▶ **DATASET**:

━━━━━━━━━━━━━━━━━━━━

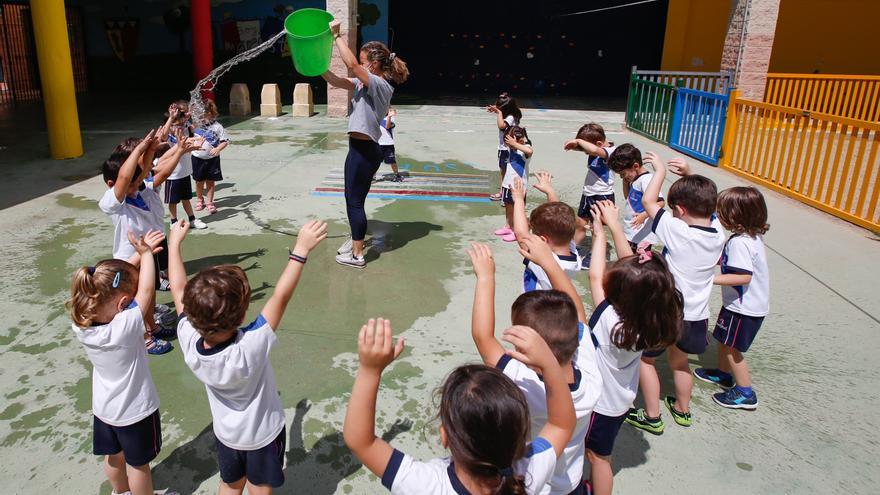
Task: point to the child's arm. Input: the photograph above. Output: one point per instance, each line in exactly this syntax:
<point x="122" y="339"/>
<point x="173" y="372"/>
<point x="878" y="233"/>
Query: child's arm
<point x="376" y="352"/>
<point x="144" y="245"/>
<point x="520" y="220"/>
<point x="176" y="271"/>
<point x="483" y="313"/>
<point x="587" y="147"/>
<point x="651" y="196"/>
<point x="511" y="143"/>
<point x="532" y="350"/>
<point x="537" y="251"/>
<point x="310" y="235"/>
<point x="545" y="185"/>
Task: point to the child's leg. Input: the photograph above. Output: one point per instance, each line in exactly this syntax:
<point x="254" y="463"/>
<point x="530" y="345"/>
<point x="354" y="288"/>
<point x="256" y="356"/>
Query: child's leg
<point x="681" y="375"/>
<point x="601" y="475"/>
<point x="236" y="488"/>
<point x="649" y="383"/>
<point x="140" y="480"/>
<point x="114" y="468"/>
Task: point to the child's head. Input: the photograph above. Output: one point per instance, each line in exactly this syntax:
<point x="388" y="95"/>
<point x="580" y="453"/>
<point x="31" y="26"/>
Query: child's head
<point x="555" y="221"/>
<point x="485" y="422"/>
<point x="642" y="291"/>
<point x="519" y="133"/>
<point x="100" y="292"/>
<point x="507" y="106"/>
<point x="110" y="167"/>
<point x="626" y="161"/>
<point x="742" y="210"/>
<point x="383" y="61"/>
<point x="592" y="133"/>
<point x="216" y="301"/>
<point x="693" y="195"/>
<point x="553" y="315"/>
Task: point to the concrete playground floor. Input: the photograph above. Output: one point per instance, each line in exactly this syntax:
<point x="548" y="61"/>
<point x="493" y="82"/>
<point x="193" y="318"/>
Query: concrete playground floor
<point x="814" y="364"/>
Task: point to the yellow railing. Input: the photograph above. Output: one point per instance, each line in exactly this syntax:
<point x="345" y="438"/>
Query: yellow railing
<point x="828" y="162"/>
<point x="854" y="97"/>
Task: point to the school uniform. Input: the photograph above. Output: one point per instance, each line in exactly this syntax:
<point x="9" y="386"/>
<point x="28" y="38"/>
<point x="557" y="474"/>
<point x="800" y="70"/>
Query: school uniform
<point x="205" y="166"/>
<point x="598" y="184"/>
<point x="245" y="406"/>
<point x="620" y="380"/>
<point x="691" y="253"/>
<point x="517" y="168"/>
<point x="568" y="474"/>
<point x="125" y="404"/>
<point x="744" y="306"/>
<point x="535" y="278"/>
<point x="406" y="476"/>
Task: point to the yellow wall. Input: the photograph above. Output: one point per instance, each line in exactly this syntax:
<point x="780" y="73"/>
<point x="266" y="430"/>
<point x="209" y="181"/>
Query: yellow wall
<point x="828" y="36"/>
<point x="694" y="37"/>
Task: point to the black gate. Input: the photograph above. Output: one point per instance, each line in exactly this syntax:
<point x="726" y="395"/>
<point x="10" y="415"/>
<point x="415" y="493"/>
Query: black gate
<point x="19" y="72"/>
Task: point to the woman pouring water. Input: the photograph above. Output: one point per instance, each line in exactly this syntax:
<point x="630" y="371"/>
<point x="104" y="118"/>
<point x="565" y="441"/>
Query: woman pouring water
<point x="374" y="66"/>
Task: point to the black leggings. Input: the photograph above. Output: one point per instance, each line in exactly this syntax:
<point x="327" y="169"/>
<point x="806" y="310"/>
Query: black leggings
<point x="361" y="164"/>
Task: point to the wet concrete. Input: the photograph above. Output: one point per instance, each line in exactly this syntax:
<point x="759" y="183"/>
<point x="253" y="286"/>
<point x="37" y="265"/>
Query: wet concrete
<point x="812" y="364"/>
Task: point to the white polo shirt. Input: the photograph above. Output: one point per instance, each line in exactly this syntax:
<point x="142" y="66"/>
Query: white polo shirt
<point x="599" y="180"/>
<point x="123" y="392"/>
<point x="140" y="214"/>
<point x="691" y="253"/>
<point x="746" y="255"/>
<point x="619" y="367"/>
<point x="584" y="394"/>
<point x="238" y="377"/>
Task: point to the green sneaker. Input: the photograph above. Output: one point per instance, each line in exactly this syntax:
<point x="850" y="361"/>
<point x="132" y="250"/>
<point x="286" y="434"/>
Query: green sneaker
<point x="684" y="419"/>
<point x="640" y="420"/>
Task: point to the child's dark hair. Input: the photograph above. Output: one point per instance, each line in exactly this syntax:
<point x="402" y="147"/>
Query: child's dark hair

━━━━━━━━━━━━━━━━━━━━

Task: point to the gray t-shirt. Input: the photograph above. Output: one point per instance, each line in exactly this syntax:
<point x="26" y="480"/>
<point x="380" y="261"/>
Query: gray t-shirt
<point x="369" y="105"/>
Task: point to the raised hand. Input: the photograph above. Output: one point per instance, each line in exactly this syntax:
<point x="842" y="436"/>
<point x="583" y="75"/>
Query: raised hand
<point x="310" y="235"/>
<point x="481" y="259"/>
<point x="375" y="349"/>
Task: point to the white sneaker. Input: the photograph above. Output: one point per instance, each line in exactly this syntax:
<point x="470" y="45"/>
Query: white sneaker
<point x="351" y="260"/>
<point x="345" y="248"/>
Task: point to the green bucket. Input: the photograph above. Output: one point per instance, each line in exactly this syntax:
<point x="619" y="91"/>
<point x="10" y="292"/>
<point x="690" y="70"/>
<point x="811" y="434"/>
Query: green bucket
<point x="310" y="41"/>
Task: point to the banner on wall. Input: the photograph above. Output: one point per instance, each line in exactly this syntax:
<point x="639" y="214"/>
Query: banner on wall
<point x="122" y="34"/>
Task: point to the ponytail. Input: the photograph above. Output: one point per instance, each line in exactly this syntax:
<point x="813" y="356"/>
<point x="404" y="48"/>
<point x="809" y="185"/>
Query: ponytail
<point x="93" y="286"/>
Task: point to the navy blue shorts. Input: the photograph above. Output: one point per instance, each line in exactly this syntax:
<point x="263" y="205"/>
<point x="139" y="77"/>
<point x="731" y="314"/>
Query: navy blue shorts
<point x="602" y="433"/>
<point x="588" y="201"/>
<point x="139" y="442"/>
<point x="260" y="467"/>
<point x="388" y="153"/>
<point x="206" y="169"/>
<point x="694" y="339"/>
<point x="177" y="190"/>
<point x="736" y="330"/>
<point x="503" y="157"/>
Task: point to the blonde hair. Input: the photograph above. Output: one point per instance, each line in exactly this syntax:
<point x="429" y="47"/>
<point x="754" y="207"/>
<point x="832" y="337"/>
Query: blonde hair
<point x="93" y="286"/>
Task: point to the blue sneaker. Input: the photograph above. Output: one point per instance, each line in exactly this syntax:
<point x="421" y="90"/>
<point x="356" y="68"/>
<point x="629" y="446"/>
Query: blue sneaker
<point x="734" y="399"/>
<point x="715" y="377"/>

━━━━━━━━━━━━━━━━━━━━

▶ **DIRECTIVE**: Show every line of the entries above that contains the word "railing", copying each line in full.

▶ **TASK ANSWER**:
Task: point to the yellow railing. Input: the photograph above. Output: one point per instance, each line in exactly this syntax:
Query: yellow railing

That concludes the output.